EXERCISE OBJECTIVE: Exclude all pictures, and reproduce exactly the lines from the one containing "palm tree in" through the end of the records, with nothing else added.

--- RECORDS SHOWN Enclosed Below ---

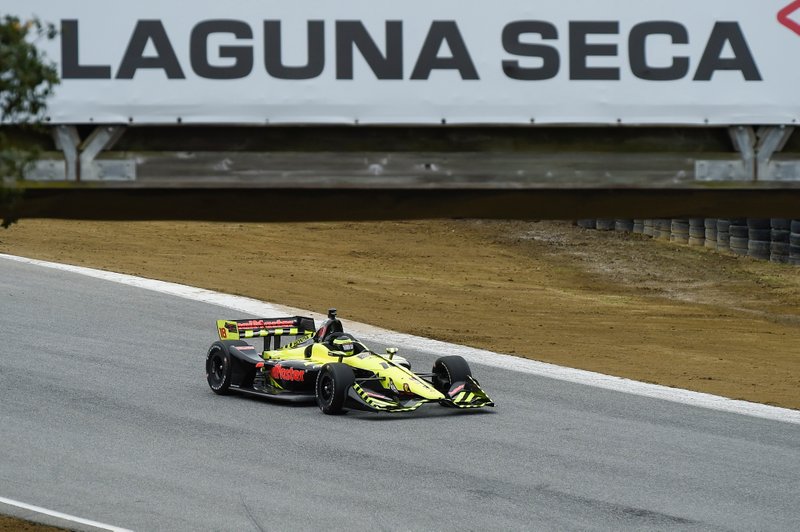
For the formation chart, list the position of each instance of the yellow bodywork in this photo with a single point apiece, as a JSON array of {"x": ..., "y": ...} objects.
[{"x": 391, "y": 373}]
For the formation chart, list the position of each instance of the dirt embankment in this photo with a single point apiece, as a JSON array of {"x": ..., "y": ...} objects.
[{"x": 608, "y": 302}]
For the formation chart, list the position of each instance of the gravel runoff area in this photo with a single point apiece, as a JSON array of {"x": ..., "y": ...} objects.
[{"x": 614, "y": 303}]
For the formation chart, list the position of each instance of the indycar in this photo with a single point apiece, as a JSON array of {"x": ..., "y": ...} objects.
[{"x": 300, "y": 363}]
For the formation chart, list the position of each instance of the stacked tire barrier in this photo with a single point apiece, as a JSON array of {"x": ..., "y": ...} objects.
[
  {"x": 625, "y": 226},
  {"x": 780, "y": 235},
  {"x": 758, "y": 238},
  {"x": 697, "y": 232},
  {"x": 710, "y": 226},
  {"x": 773, "y": 239},
  {"x": 679, "y": 231},
  {"x": 605, "y": 224},
  {"x": 739, "y": 235},
  {"x": 723, "y": 234},
  {"x": 663, "y": 229},
  {"x": 794, "y": 243}
]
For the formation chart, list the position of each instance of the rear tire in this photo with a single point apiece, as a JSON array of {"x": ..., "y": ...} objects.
[
  {"x": 219, "y": 368},
  {"x": 333, "y": 383},
  {"x": 447, "y": 370}
]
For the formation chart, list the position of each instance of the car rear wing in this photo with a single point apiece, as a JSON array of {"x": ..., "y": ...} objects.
[{"x": 265, "y": 328}]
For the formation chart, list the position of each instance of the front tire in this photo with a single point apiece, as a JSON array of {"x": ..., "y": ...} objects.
[
  {"x": 219, "y": 368},
  {"x": 448, "y": 370},
  {"x": 333, "y": 383}
]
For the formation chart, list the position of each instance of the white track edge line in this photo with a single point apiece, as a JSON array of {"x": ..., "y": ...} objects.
[
  {"x": 62, "y": 516},
  {"x": 477, "y": 356}
]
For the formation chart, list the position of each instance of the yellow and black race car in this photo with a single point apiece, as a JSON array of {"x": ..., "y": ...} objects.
[{"x": 301, "y": 363}]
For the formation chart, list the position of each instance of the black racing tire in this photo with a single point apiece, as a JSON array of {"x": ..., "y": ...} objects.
[
  {"x": 333, "y": 382},
  {"x": 219, "y": 368},
  {"x": 447, "y": 370},
  {"x": 780, "y": 224}
]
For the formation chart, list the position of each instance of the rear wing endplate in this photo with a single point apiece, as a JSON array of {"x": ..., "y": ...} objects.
[{"x": 265, "y": 327}]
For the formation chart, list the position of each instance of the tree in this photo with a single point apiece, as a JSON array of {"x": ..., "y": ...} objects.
[{"x": 26, "y": 81}]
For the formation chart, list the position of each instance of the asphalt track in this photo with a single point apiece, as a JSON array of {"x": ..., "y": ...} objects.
[{"x": 105, "y": 414}]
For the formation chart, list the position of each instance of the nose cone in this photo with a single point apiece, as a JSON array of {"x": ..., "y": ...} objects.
[{"x": 420, "y": 387}]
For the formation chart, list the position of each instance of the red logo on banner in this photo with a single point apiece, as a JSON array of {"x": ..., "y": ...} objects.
[{"x": 783, "y": 16}]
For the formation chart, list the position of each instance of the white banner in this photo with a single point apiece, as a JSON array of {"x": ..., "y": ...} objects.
[{"x": 423, "y": 62}]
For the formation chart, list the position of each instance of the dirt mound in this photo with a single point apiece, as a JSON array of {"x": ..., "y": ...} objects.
[{"x": 615, "y": 303}]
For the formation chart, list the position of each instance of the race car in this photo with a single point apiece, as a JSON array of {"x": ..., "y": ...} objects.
[{"x": 301, "y": 363}]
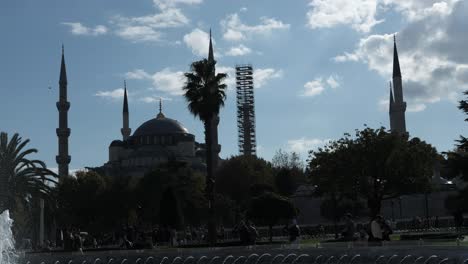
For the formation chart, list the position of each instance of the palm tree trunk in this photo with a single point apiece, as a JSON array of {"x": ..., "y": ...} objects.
[{"x": 210, "y": 182}]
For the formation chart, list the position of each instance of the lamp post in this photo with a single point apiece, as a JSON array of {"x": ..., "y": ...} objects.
[{"x": 41, "y": 222}]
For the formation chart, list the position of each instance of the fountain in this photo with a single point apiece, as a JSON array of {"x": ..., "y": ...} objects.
[{"x": 7, "y": 244}]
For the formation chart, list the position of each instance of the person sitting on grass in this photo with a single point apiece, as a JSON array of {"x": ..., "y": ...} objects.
[{"x": 350, "y": 228}]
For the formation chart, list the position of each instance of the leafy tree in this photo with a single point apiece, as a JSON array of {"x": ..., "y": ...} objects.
[
  {"x": 21, "y": 180},
  {"x": 81, "y": 201},
  {"x": 270, "y": 208},
  {"x": 456, "y": 165},
  {"x": 205, "y": 94},
  {"x": 237, "y": 175},
  {"x": 457, "y": 161},
  {"x": 334, "y": 209},
  {"x": 283, "y": 159},
  {"x": 375, "y": 164},
  {"x": 289, "y": 172},
  {"x": 23, "y": 183},
  {"x": 178, "y": 185}
]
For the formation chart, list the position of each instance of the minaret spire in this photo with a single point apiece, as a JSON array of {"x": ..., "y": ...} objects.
[
  {"x": 160, "y": 114},
  {"x": 63, "y": 132},
  {"x": 397, "y": 105},
  {"x": 396, "y": 61},
  {"x": 160, "y": 105},
  {"x": 126, "y": 130},
  {"x": 391, "y": 101},
  {"x": 210, "y": 50}
]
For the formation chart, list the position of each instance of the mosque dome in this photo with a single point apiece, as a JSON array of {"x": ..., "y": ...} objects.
[
  {"x": 160, "y": 126},
  {"x": 116, "y": 143}
]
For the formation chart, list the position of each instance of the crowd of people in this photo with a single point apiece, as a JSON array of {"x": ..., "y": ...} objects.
[{"x": 131, "y": 237}]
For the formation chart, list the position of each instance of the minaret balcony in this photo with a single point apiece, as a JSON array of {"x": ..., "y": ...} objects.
[
  {"x": 63, "y": 159},
  {"x": 63, "y": 105},
  {"x": 63, "y": 132}
]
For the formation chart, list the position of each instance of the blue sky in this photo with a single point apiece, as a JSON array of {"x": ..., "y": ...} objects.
[{"x": 322, "y": 67}]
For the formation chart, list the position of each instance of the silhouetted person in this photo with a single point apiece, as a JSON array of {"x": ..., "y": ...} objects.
[
  {"x": 376, "y": 233},
  {"x": 294, "y": 231},
  {"x": 350, "y": 228},
  {"x": 386, "y": 230}
]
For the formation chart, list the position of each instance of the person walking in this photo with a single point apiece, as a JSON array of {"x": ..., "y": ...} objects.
[
  {"x": 376, "y": 234},
  {"x": 350, "y": 228}
]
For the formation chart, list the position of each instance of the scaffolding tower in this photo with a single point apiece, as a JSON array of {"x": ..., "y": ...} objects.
[{"x": 245, "y": 109}]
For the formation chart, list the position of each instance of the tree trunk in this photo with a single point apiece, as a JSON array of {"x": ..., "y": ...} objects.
[
  {"x": 374, "y": 205},
  {"x": 209, "y": 191},
  {"x": 270, "y": 230}
]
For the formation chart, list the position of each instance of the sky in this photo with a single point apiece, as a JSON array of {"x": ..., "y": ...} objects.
[{"x": 322, "y": 68}]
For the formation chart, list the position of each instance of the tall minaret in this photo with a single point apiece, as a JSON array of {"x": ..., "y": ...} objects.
[
  {"x": 397, "y": 106},
  {"x": 63, "y": 132},
  {"x": 215, "y": 123},
  {"x": 126, "y": 130}
]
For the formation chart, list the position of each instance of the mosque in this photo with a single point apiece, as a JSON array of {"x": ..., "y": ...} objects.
[{"x": 156, "y": 141}]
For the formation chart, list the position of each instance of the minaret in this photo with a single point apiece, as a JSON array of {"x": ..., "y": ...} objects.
[
  {"x": 215, "y": 123},
  {"x": 63, "y": 132},
  {"x": 160, "y": 114},
  {"x": 397, "y": 106},
  {"x": 126, "y": 130}
]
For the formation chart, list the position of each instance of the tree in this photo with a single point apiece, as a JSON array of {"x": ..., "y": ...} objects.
[
  {"x": 269, "y": 208},
  {"x": 375, "y": 164},
  {"x": 82, "y": 201},
  {"x": 457, "y": 161},
  {"x": 289, "y": 172},
  {"x": 205, "y": 94},
  {"x": 238, "y": 176},
  {"x": 22, "y": 180},
  {"x": 172, "y": 190},
  {"x": 456, "y": 165}
]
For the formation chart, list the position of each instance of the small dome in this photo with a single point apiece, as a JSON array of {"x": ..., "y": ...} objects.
[
  {"x": 116, "y": 143},
  {"x": 160, "y": 126}
]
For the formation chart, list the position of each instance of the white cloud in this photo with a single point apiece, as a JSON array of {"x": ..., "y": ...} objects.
[
  {"x": 313, "y": 88},
  {"x": 318, "y": 85},
  {"x": 137, "y": 74},
  {"x": 113, "y": 94},
  {"x": 303, "y": 145},
  {"x": 79, "y": 29},
  {"x": 163, "y": 4},
  {"x": 139, "y": 34},
  {"x": 263, "y": 76},
  {"x": 332, "y": 82},
  {"x": 238, "y": 51},
  {"x": 233, "y": 35},
  {"x": 235, "y": 30},
  {"x": 329, "y": 13},
  {"x": 432, "y": 53},
  {"x": 198, "y": 41},
  {"x": 414, "y": 107},
  {"x": 416, "y": 10},
  {"x": 148, "y": 28},
  {"x": 154, "y": 99},
  {"x": 169, "y": 81},
  {"x": 361, "y": 15}
]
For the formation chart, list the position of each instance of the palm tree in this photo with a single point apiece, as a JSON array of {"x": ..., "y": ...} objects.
[
  {"x": 205, "y": 94},
  {"x": 21, "y": 180}
]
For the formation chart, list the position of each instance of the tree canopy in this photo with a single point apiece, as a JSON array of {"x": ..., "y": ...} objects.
[
  {"x": 238, "y": 174},
  {"x": 374, "y": 164}
]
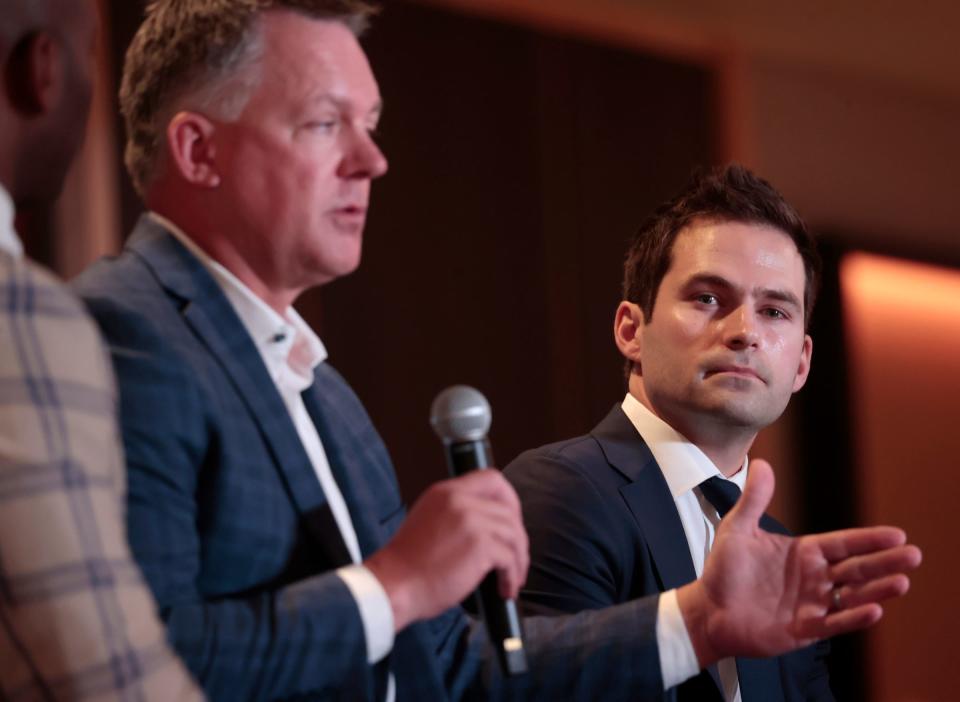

--- End of Enclosed RECORDS SHOWN ---

RESPONSE:
For the formation chart, list the position of each instance of the palm tree in this photo with a single point apiece, as a JSON array of {"x": ..., "y": ...} objects.
[
  {"x": 205, "y": 94},
  {"x": 21, "y": 180}
]
For the formation chart, list the position of each instance of the tree canopy in this photo with a single point apiece, as a JSON array of {"x": ..., "y": ...} objects.
[
  {"x": 238, "y": 174},
  {"x": 374, "y": 164}
]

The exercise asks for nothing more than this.